Copy out the rows below word for word, leaving out the pictures.
==============================
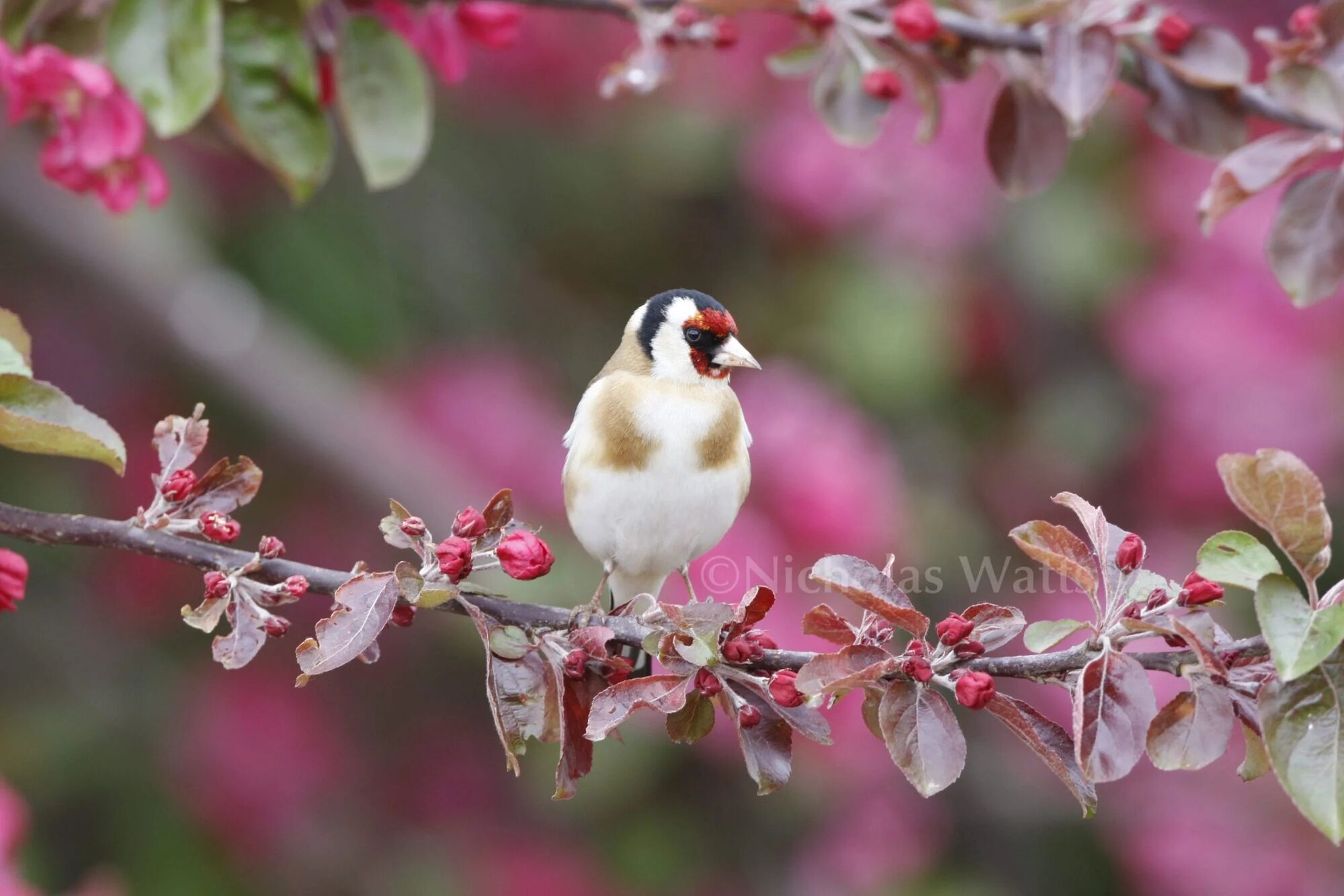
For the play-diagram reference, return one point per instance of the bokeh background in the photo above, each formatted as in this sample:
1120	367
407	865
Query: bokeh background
937	365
==============================
• [The response]
For the play-diagram reference, return one point per instance of the bokeh background in the photo above, each formatted as in this sample:
1120	367
407	865
Query: bokeh background
937	365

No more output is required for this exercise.